Goal of the exercise: The data follows this line. Copy verbatim the line with "Task: pick out paper" and each line after it to the end.

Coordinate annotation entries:
-*-

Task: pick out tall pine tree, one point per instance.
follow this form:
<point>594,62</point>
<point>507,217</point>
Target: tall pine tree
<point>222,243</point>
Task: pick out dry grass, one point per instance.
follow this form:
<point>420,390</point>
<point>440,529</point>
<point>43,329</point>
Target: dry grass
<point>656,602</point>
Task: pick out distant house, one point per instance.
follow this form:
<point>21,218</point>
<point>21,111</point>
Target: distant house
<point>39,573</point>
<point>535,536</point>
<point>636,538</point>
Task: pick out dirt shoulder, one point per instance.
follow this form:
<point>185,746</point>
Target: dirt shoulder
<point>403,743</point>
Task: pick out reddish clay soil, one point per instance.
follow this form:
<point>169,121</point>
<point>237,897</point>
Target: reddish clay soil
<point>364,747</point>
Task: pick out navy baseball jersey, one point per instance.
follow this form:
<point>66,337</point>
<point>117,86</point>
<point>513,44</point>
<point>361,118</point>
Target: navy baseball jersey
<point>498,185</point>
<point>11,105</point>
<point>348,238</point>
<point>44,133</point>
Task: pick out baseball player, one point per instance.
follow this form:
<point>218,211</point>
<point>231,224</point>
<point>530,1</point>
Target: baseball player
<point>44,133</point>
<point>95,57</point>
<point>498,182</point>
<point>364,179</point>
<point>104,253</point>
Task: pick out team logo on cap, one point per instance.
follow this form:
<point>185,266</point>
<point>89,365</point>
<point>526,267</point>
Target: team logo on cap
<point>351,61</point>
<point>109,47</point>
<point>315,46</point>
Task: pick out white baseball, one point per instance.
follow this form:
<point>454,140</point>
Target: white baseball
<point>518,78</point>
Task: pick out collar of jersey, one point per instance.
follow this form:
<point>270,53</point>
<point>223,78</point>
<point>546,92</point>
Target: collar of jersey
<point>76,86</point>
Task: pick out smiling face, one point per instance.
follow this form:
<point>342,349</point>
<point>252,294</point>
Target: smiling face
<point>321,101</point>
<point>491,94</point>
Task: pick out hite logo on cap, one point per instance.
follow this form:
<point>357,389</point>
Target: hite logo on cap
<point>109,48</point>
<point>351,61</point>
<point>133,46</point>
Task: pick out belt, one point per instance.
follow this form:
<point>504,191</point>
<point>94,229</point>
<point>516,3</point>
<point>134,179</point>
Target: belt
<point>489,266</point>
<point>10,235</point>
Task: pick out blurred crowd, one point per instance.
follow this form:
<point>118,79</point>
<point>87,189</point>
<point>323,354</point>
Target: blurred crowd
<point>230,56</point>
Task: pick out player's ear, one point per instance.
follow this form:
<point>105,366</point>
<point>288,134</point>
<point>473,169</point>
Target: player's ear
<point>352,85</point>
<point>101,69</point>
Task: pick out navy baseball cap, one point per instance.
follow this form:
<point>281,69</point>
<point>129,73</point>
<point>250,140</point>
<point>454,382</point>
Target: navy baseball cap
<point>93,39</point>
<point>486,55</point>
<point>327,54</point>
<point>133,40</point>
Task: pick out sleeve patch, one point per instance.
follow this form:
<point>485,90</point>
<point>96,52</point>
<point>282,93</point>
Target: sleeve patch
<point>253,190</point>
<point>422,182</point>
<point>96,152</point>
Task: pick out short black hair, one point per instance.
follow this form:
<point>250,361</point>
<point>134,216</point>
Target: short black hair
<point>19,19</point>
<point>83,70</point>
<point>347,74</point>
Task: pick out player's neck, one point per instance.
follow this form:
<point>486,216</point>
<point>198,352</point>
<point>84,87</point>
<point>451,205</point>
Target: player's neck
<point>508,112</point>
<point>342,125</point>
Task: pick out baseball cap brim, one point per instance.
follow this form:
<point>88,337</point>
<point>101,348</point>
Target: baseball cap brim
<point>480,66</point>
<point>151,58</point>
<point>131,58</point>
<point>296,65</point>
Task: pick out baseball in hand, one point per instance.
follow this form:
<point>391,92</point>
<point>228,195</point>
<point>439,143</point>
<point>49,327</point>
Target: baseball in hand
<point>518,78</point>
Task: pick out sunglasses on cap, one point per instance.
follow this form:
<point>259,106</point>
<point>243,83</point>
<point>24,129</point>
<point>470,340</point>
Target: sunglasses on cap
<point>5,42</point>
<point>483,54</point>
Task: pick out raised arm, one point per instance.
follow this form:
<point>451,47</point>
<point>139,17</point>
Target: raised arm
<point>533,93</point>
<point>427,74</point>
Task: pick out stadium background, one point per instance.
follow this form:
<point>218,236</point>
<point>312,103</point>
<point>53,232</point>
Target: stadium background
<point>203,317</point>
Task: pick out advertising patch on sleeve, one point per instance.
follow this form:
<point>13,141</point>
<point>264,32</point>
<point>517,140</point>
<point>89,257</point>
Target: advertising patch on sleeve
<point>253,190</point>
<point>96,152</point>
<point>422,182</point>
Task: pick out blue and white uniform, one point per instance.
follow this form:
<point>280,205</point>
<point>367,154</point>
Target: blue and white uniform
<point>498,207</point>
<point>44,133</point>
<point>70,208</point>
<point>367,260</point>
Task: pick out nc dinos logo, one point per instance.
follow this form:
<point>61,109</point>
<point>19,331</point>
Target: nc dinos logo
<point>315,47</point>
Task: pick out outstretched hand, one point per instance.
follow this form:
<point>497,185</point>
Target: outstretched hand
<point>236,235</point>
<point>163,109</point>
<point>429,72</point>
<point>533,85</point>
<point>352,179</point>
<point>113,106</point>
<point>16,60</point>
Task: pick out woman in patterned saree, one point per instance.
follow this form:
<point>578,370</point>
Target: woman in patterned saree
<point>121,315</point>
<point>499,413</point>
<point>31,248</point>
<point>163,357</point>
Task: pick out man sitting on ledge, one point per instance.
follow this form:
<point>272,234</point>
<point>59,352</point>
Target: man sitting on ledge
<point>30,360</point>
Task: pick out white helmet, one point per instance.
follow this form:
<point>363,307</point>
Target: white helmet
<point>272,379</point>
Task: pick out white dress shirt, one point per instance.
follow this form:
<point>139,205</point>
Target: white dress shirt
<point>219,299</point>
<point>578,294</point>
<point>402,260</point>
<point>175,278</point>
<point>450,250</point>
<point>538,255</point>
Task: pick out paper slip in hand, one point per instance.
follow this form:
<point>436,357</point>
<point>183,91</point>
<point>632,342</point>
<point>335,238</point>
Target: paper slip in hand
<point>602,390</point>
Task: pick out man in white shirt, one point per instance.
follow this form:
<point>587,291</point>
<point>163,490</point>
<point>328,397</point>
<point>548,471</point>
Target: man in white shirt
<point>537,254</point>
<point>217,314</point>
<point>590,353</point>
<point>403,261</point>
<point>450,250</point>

-*-

Answer below:
Task: pick out paper slip in hand, one point per instance.
follow this form:
<point>436,357</point>
<point>183,91</point>
<point>632,342</point>
<point>335,238</point>
Target: paper slip in hand
<point>602,390</point>
Task: pick out man in white shirt, one point per instance.
follow this form:
<point>587,291</point>
<point>163,490</point>
<point>328,397</point>
<point>548,471</point>
Target: man in white shirt
<point>537,254</point>
<point>217,314</point>
<point>590,353</point>
<point>403,261</point>
<point>450,250</point>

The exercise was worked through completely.